───── SELECTED EXTRACT ─────

So the projects Prometheus and Thanos are well led and have a good technical direction. Prometheus is well-known maybe for a specific issue where they go off the BKIM path a little bit around the YAML files and the injection of variables inside of a YAML file. Like in my Prometheus YAML file, I don't have any kind of hub like interpretive syntax or whatever I want to use to put my YAML, I mean, normally it's just like the bash thing. You put a dollar sign in your little courage and you get up. And there's a long issue that I encountered when I was trying to solve this problem. Because I was learning Docker, I worked at Heroku for a long time, I don't have a lot of Docker knowledge. So I learned pretty recently, like in the last year and I put together my Docker compose file and I have this huge crazy system. Because I only build ridiculous things that are over-complicated. And one of the parts of that is like, okay, put the IP addresses of these instances or these nodes into this file or put the names, the app names is what they would be, but I wanted them to be flexible so I could add new ones and change them. I wanted to inject those into my Prometheus YAML file and there's this long thread on this issue that says, we're not going to do that because sometimes people will then put secrets into environment variables. That's what I'm talking about. I'm trying to inject environment variables. And because someone might put an API key in a variable, we're not going to let them use variables in a YAML file. We voted. The issue is closed, there is no appeal process.

Sally:

[Laughs].

Jonan:

Close thread.

Sally:

Yeah, So you probably encountered one of the people who are more technical rather than community-minded there, but there are both and Prometheus has an interesting, really interesting learning curve. It's a smart learning curve too. So the barrier to getting Prometheus running is low, it's low like Python, but when you get into it, when you have to actually configure it for scaled systems when you have to write your alerts, you have to write your recording rules, then you get into the labels that are, it's meant to be flexible, it's meant to be very well thought out. But I think the documentation is a bit wanting because I think it assumes a level of knowledge of the underlying architecture and assumes that people will go look at the code when they want to understand something, which there's lots of people who are capable of doing that. I think that once you really get into using it in scale, in production, there's some room to improve.

Jonan:

Yes. I think that is a fair statement. I was particularly frustrated with Prometheus in that moment and I said mean things on Twitter about it as I'm wont to do. But, actually, I try not to be mean on Twitter, but I was really frustrated with the fact that every other project I'm working with can do this thing. And I understand the mentality behind that choice, but don't understand the lack of an appeal process for some of the community things around it. But I do appreciate very much that Prometheus is able to operate at an extreme scale because they make decisions, maybe not like that one, but similar decisions. They have an opinion and it allows companies to use these monstrous installations of Prometheus because they've already defined where you're going with the thing. The documentation problem is a real thing. The CNCF projects in general, I feel like are all moving too quickly to keep up with their own documentation.

───── EXTRACTED MATERIAL ─────

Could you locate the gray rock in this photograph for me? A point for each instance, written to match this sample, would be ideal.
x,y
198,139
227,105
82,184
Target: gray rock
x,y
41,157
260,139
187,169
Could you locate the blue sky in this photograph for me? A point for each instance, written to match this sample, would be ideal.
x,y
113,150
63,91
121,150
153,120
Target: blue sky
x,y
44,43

─────
───── EXTRACTED MATERIAL ─────

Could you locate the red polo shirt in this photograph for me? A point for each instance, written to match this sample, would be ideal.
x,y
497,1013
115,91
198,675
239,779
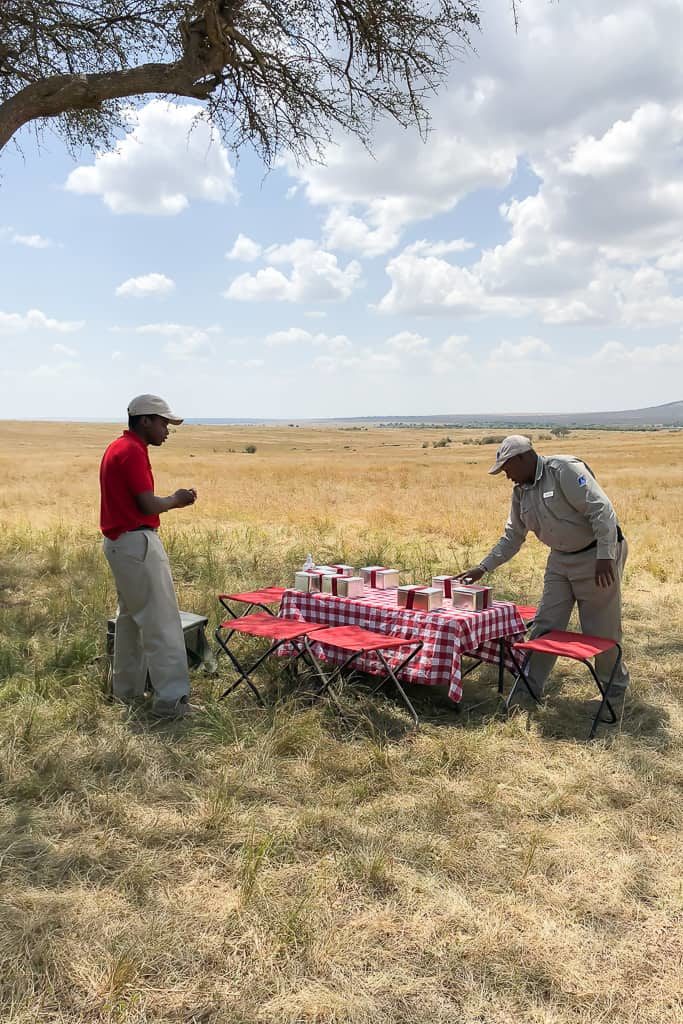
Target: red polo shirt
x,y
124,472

─────

* [TASK STATEMENT] In the Prometheus conversation, what reason did the long issue thread give for refusing to allow environment variables in the Prometheus YAML file? The records aren't needed here.

* [TASK RESULT] People might put secrets, such as an API key, into environment variables.